## [Stated exercise 1]
Using the court decision below, explain why the Vienna Labour Market Service dismissed the applicant's claim for unemployment benefits on 17 September 2008. Answer in one to three sentences.

## [Text passage]
* Begin *
Doc ref: 24719/12 • ECHR ID: 001-172760

Document date: March 7, 2017

Cited paragraphs only

FOURTH SECTION

DECISION

Application no . 24719/12 Andreas TUSNOVICS against Austria

The European Court of Human Rights (Fourth Section), sitting on 7 March 2017 as a Committee composed of:

Vincent A. De Gaetano, President, Egidijus Kūris , Gabriele Kucsko-Stadlmayer , judges, and Andrea Tamietti , Deputy Section Registrar ,

Having regard to the above application lodged on 19 April 2012,

Having deliberated, decides as follows:

THE FACTS

1. The applicant, Mr Andreas Tusnovics , is an Austrian national, who was born in 1962 and lives in Vienna. He was represented before the Court by Mr R. Kilches , a lawyer practising in Vienna.

2. The Austrian Government (“the Government”) were represented by their Agent, Ambassador H. Tichy , Head of the International Law Department at the Federal Ministry for Europe, Integration and Foreign Affairs.

3. The circumstances of the case, as submitted by the parties, may be summarised as follows.

4 . The applicant is an architect who ran an architectural office until at least November 2004. From November 2004 to July 2008 he was employed as a lecturer and programme director ( Studiengangsleiter ) at the Salzburg University of Applied Sciences ( Fachhochschule ).

5. On 4 August 2008 the applicant applied for unemployment benefits.

6. On 17 September 2008 the Vienna Labour Market Service ( Arbeitsmarktservice ) dismissed the application on the ground that the applicant did not qualify as unemployed under the Unemployment Insurance Act ( Arbeitslosenversicherungsgesetz ), as he generated sales exceeding the marginal earnings threshold ( Geringfügigkeitsgrenze ) from self-employed activities.

7 . The applicant appealed, complaining that the Labour Market Service ’ s decision did not contain the relevant sales figures on which it was based, nor the time periods they related to. He claimed that he could not have generated secondary income because of his full-time employment contract, which had included a secondary employment ban. He had thus discontinued running his former architectural office and passed ongoing projects on to subcontractors, without personally making any profits from them.

8. On 13 November 2008 the Vienna Regional Labour Market Service ( Arbeitsmarktservice Landesgeschäftsstelle ) transmitted to the applicant copies of his own income statements, relating to the period from January to August 2008. It informed him that these represented the preliminary basis of the decision regarding his unemployment benefits and invited him to submit comments.

9 . On 28 November 2008 the applicant submitted a statement confirming in substance his previous submissions (see paragraph 7 above). He explained, inter alia , that the sales he had achieved in 2008 originated from old projects, and that he had, after entering into the employment contract in 2004, appointed subcontractors to finish those projects; hence, he had neither delivered services relating to those projects nor made profits from them. The applicant confirmed that the sales set out in his income statements were correct, but pointed out the latter also showed that he had incurred losses in relation to his projects.
* End *
## [Stated exercise 2]
Identify every line in the entries below that contains the string "window".

## [Source data]
* Begin *
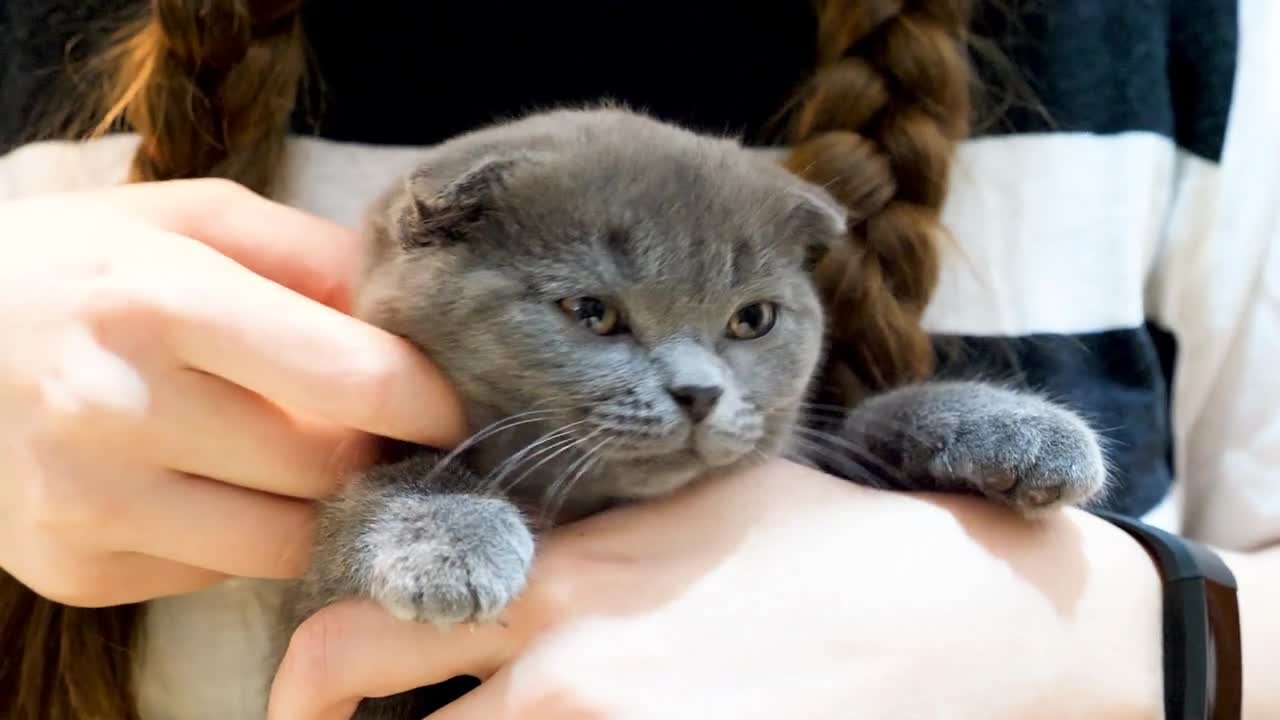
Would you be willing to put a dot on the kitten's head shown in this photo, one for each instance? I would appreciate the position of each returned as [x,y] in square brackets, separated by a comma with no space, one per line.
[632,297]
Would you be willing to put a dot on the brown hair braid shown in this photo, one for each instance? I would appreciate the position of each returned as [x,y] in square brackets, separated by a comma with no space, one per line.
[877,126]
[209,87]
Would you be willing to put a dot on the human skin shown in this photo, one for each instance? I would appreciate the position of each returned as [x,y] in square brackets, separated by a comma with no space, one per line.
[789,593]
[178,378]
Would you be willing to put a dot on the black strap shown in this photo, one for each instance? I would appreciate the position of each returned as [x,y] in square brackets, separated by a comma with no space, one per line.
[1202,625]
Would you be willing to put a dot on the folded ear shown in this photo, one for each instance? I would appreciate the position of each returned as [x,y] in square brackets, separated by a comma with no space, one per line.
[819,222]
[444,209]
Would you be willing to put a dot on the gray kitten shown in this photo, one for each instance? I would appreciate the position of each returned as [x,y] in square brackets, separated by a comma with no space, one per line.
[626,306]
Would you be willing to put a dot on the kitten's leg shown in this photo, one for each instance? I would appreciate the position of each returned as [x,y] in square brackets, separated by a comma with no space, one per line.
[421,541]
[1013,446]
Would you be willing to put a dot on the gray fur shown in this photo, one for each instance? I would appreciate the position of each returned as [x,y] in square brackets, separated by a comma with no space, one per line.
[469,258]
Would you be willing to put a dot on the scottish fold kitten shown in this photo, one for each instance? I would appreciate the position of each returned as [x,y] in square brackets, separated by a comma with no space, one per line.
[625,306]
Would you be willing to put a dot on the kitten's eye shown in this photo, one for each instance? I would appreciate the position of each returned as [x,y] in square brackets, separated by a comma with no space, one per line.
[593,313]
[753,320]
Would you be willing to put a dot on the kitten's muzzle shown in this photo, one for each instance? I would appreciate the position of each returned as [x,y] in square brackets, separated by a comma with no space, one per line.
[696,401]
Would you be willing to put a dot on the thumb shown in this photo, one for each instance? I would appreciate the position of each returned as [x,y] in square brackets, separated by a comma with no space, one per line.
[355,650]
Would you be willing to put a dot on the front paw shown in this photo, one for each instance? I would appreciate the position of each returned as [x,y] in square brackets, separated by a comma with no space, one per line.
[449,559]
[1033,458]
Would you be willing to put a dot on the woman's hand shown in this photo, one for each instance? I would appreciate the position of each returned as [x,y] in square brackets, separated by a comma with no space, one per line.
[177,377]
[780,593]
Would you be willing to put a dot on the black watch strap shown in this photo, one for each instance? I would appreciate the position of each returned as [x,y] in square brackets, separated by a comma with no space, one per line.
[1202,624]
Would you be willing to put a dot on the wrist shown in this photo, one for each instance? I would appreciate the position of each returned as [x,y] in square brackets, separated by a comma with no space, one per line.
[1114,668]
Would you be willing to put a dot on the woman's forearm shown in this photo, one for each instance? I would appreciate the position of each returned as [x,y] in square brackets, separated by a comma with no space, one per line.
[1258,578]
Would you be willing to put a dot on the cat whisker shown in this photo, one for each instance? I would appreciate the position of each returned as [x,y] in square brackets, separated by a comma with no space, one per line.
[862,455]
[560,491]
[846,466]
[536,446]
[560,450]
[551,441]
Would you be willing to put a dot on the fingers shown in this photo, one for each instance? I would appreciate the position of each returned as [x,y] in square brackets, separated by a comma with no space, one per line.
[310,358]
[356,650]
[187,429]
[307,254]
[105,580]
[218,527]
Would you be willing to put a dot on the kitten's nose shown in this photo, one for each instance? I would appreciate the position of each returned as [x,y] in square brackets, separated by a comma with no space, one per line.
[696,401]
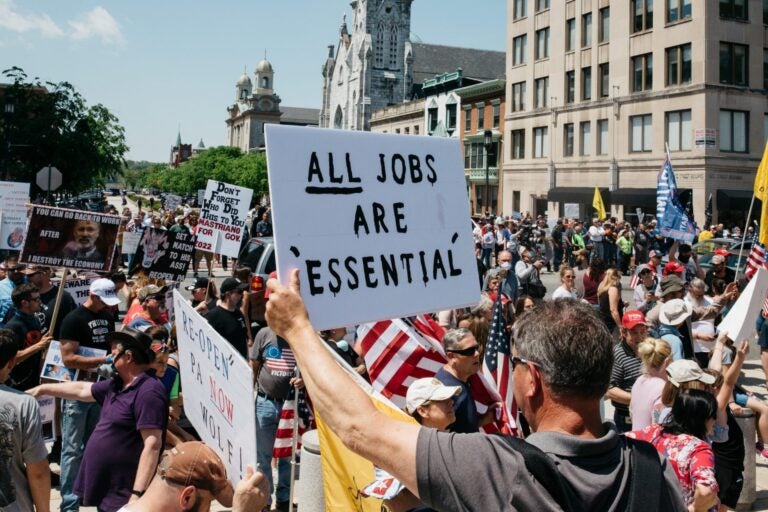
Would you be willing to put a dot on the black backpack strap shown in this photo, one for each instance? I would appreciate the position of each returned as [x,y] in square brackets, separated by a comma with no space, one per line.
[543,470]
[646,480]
* End *
* Begin *
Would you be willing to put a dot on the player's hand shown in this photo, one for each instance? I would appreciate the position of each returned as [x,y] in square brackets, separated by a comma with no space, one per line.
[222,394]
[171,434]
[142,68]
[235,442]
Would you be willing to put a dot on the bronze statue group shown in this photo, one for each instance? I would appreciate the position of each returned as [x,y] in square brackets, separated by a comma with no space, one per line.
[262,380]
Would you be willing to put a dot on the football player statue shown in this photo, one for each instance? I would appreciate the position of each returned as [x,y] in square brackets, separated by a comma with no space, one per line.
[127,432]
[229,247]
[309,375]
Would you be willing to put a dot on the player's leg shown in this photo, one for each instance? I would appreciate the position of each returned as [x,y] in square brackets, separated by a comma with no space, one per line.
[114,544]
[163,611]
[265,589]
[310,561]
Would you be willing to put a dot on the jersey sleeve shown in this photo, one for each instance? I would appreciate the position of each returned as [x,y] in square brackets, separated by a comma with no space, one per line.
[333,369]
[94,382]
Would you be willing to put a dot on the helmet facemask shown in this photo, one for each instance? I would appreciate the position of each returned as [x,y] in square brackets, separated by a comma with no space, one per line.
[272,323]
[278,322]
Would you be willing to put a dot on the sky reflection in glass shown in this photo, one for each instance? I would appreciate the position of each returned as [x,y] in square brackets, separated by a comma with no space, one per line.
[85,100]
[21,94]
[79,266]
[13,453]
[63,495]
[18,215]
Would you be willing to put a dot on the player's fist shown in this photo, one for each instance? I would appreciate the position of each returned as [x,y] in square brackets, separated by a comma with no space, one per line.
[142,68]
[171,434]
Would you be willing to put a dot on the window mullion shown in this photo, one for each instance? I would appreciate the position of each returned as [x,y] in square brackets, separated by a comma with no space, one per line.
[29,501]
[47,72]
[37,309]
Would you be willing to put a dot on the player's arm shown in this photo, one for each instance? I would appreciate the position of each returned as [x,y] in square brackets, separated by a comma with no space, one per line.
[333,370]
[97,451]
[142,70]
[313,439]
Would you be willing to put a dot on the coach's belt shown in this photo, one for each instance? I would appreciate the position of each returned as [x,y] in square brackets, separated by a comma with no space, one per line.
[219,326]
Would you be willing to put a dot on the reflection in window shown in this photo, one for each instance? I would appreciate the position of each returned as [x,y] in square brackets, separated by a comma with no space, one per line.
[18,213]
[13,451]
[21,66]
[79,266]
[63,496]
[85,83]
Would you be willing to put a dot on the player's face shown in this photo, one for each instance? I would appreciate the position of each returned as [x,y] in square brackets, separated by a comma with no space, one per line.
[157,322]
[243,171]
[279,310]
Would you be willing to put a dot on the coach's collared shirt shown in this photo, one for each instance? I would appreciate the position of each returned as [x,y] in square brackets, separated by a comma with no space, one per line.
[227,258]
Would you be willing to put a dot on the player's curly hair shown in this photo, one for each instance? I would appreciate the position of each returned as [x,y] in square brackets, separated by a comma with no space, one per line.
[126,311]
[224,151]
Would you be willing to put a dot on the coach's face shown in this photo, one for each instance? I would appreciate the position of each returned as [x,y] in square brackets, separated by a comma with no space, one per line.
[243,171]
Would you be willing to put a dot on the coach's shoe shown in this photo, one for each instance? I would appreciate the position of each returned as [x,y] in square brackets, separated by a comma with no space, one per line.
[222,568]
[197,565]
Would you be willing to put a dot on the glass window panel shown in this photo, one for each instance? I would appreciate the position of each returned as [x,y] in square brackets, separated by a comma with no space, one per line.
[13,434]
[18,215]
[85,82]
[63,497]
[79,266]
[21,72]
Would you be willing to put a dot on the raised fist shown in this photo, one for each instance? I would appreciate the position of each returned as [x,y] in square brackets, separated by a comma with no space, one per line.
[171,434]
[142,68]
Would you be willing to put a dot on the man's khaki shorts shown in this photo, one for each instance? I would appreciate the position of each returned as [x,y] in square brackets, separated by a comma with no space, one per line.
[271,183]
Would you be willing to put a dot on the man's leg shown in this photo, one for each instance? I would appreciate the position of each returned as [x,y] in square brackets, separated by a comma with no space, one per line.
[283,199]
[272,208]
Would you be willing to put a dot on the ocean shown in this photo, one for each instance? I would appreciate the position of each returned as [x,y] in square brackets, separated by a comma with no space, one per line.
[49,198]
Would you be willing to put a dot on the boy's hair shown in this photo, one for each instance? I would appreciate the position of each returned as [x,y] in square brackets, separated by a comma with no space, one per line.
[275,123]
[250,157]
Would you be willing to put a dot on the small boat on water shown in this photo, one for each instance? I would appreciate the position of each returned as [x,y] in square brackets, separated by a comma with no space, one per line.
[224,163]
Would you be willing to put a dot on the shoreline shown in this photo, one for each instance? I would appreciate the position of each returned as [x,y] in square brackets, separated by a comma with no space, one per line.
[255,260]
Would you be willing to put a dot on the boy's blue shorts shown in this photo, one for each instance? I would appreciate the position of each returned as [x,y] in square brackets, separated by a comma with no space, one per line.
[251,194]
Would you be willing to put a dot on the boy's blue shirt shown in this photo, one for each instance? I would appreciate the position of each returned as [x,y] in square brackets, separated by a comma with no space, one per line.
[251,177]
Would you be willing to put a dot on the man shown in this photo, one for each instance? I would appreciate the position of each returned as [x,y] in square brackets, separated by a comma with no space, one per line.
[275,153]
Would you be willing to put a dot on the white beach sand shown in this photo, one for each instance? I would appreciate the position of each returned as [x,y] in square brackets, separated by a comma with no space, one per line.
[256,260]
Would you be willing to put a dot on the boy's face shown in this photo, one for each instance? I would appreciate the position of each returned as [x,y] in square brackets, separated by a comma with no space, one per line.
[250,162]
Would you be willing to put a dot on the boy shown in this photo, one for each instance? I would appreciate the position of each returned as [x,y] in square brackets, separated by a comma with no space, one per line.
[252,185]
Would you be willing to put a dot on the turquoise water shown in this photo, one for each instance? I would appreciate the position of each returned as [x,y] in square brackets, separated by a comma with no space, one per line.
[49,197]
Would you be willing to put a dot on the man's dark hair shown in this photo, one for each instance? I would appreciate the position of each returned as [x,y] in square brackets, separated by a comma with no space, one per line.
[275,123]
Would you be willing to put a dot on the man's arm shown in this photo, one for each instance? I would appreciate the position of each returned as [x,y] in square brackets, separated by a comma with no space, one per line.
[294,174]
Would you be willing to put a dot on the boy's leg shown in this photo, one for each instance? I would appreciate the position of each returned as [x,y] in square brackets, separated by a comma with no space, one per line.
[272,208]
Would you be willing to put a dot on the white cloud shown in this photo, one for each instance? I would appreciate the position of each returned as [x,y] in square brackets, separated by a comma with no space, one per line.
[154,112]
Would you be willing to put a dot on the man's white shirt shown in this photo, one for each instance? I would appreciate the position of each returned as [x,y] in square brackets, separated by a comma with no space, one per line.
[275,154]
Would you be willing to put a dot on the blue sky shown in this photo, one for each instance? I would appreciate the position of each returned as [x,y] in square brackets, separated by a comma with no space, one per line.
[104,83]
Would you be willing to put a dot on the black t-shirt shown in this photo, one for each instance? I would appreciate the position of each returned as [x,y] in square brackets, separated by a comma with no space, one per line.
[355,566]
* End *
## [Complete response 1]
The Vienna Labour Market Service found that the applicant did not qualify as unemployed under the Unemployment Insurance Act. His self-employed activities generated sales that exceeded the marginal earnings threshold.

## [Complete response 2]
Would you be willing to put a dot on the window mullion shown in this photo, one for each instance? I would appreciate the position of each returned as [x,y] in square brackets, separated by a comma with no space, one per line.
Would you be willing to put a dot on the reflection in window shown in this photo, one for each instance? I would appreciate the position of each returned as [x,y] in square brackets, separated by a comma with no space, one per line.
Would you be willing to put a dot on the glass window panel shown in this photo, one for each instance? I would appreciate the position of each returned as [x,y] in square brackets, separated by a comma with no space, one per line.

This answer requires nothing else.